### TRY IT
In your answer, every line of the records should be written out exactly.

### DATA SHOWN
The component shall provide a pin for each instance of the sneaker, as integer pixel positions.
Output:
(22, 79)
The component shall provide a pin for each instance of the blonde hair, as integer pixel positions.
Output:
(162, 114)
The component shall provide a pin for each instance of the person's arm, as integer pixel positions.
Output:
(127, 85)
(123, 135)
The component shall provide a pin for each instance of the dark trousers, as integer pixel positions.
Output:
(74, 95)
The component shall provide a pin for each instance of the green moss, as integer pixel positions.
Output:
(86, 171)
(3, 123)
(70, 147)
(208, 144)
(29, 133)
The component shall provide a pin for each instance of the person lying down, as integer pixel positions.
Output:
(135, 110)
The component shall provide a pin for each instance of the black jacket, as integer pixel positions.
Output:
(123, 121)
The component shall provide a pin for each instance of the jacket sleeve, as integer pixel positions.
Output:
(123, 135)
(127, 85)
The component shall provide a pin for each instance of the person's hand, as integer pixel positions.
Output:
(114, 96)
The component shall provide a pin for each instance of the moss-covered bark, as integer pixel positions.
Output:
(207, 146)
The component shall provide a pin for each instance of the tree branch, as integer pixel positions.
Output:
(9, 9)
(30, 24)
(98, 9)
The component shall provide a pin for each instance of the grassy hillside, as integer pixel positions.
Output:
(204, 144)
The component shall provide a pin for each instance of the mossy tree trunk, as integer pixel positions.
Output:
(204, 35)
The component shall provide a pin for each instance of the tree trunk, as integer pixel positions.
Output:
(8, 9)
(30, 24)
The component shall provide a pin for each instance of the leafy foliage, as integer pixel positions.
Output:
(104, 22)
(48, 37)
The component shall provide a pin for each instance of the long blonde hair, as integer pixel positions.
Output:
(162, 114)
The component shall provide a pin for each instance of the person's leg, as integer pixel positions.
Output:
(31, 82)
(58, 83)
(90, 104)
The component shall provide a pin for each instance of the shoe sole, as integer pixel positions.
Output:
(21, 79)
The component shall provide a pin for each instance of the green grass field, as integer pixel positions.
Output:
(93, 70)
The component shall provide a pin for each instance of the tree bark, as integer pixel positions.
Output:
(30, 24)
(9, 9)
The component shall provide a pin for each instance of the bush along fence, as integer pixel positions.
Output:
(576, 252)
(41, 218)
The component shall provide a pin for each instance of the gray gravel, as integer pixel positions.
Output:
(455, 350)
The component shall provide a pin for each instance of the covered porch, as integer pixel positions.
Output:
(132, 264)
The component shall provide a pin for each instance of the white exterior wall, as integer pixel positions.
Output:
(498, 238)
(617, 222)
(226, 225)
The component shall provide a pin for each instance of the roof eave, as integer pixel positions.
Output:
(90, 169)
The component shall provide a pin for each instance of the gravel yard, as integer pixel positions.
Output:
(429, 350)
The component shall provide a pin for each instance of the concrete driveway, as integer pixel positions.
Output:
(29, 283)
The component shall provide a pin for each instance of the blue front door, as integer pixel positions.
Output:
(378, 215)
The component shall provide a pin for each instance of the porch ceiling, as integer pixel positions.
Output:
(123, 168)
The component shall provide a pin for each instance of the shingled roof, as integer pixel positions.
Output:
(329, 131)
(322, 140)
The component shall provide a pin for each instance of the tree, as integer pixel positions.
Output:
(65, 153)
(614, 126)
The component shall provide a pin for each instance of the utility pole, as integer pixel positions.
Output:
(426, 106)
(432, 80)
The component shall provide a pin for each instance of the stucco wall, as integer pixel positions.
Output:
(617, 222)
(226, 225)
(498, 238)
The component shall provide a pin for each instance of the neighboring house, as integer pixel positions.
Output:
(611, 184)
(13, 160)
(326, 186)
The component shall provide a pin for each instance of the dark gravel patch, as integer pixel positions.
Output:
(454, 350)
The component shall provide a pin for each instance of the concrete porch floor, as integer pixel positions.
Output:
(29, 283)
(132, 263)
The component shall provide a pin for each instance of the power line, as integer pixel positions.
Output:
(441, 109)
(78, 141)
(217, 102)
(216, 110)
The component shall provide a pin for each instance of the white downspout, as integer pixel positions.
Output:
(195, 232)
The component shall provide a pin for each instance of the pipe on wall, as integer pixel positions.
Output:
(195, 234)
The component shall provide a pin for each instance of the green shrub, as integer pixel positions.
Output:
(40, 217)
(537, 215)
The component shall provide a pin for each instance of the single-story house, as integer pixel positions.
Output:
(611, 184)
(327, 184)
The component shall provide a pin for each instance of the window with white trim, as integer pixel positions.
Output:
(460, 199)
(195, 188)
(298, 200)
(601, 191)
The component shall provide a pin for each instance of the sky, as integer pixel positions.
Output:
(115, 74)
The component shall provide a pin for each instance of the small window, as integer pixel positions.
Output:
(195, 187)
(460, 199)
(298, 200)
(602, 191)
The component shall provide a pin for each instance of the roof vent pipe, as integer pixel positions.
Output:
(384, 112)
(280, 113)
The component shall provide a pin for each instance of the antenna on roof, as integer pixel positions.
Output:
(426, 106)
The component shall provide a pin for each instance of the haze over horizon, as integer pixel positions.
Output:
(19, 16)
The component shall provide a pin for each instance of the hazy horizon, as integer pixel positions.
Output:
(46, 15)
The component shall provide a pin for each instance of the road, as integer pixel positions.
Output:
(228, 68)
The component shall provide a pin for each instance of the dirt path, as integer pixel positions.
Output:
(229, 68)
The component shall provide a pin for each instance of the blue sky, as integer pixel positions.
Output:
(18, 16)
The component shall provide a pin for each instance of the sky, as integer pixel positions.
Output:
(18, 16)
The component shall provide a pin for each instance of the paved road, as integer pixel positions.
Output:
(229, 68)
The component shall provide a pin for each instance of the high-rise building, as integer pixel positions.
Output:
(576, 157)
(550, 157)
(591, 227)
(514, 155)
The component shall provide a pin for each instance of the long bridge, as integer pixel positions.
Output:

### ANSWER SECTION
The component shall provide a pin for each instance of the sneaker, as integer pixel positions.
Output:
(22, 79)
The component shall provide a pin for each instance of the blonde hair, as integer pixel positions.
Output:
(162, 114)
The component shall provide a pin for each instance of the person's arm, as integer pixel positions.
Output:
(127, 85)
(123, 135)
The component shall provide a pin for each instance of the dark trousers, as integer pixel positions.
Output:
(74, 95)
The component shall provide a pin for each instance of the green moss, as integer pixel positions.
Output:
(86, 171)
(3, 123)
(70, 147)
(208, 144)
(29, 133)
The component shall provide a pin for each instance of the person lying down, as integer pixel positions.
Output:
(135, 110)
The component shall provide a pin for each instance of the black jacket, as integer pixel positions.
Output:
(123, 121)
The component shall provide a pin for each instance of the jacket sleeve, as integer pixel positions.
Output:
(123, 135)
(127, 85)
The component shall provide a pin for each instance of the person's hand, as integer pixel positions.
Output:
(114, 96)
The component shall provide a pin for each instance of the moss-covered bark, as integer pixel positions.
Output:
(207, 146)
The component shall provide a pin for each instance of the tree branch, as integer pixel positions.
Output:
(9, 9)
(30, 24)
(98, 9)
The component shall provide a pin for each instance of the grassy hillside, as integer pixel positions.
Output:
(204, 144)
The component shall provide a pin for each instance of the mossy tree trunk, as integer pixel positions.
Output:
(204, 35)
The component shall provide a pin for each instance of the tree trunk, as integer pixel positions.
Output:
(8, 9)
(30, 24)
The component shall provide a pin for each instance of the leafy foliage, as integer pixel positions.
Output:
(104, 22)
(48, 37)
The component shall provide a pin for each instance of the long blonde hair, as integer pixel positions.
Output:
(162, 114)
The component shall provide a pin for each instance of the person's leg, as integer pixel positions.
Output:
(31, 82)
(58, 83)
(90, 104)
The component shall provide a pin for each instance of the shoe sole, as integer pixel positions.
Output:
(21, 79)
The component shall provide a pin for each instance of the green grass field, as integer pixel positions.
Output:
(93, 70)
The component shall provide a pin for each instance of the tree bark, as integer pixel positions.
Output:
(30, 24)
(9, 9)
The component shall provide a pin for each instance of the bush along fence, as integer pixel positions.
Output:
(576, 252)
(41, 218)
The component shall provide a pin for each instance of the gray gravel, as integer pixel positions.
Output:
(455, 350)
The component shall provide a pin for each instance of the covered porch, as integer pixel positions.
Output:
(132, 264)
The component shall provide a pin for each instance of the white exterior wall, as integer pixel positions.
Output:
(498, 238)
(617, 222)
(226, 225)
The component shall provide a pin for each instance of the roof eave, as integer pixel positions.
Output:
(90, 169)
The component shall provide a pin for each instance of the gravel yard, as integer pixel positions.
Output:
(429, 350)
The component shall provide a pin for each instance of the concrete driveway, as integer pixel positions.
Output:
(29, 283)
The component shall provide a pin for each instance of the blue front door, as integer pixel positions.
Output:
(378, 215)
The component shall provide a pin for each instance of the porch ceiling, as integer pixel positions.
Output:
(123, 168)
The component shall provide a pin for each instance of the shingled roof, as integer pixel positions.
Output:
(329, 131)
(322, 140)
The component shall provide a pin for each instance of the tree, as integer pixel positions.
Output:
(65, 153)
(614, 126)
The component shall provide a pin for each instance of the utility pole, as integer pixel positions.
Output:
(426, 106)
(432, 80)
The component shall provide a pin for each instance of the stucco wall, as integer pixel positions.
Output:
(617, 222)
(226, 225)
(498, 238)
The component shall provide a pin for each instance of the neighboring house, as integer pixel positions.
Output:
(611, 184)
(13, 160)
(326, 186)
The component shall provide a pin for each instance of the dark gravel patch, as integer pixel positions.
Output:
(454, 350)
The component shall provide a pin for each instance of the concrete porch floor, as integer pixel positions.
Output:
(29, 283)
(132, 263)
The component shall provide a pin for each instance of the power line, as integer pixel positions.
Output:
(441, 109)
(78, 141)
(217, 102)
(216, 110)
The component shall provide a pin for each instance of the white downspout, as integer pixel positions.
Output:
(195, 232)
The component shall provide a pin for each instance of the pipe on wall, as integer pixel positions.
Output:
(195, 234)
The component shall provide a pin for each instance of the green shrub, as integer pixel positions.
Output:
(40, 217)
(537, 215)
The component shall provide a pin for each instance of the single-story house, as integer pixel positions.
Output:
(611, 184)
(327, 184)
The component shall provide a pin for each instance of the window with white trim, as integer pixel positions.
Output:
(460, 199)
(195, 188)
(298, 200)
(601, 191)
The component shall provide a pin for each instance of the sky, as integer pixel positions.
Output:
(115, 74)
The component shall provide a pin for each instance of the small window, as integer pixel positions.
Output:
(195, 187)
(460, 199)
(298, 200)
(602, 191)
The component shall provide a pin for each instance of the roof vent pipe, as integer pixel positions.
Output:
(384, 112)
(280, 113)
The component shall provide a pin for each instance of the antenna on roof, as integer pixel positions.
Output:
(426, 106)
The component shall provide a pin for each instance of the haze over horizon, as integer pixel positions.
Output:
(19, 16)
The component shall provide a pin for each instance of the hazy horizon, as integer pixel positions.
Output:
(46, 15)
The component shall provide a pin for each instance of the road, as integer pixel positions.
Output:
(228, 68)
The component shall provide a pin for each instance of the dirt path, as integer pixel positions.
Output:
(229, 68)
The component shall provide a pin for each instance of the blue sky, as integer pixel positions.
Output:
(18, 16)
The component shall provide a pin for each instance of the sky, as integer pixel positions.
Output:
(18, 16)
The component shall provide a pin for each instance of the paved road, as integer pixel positions.
Output:
(229, 68)
The component shall provide a pin for each instance of the high-rise building, as integer pixel positions.
Output:
(576, 157)
(550, 157)
(591, 227)
(514, 155)
The component shall provide a pin for each instance of the long bridge, as integer pixel positions.
Output:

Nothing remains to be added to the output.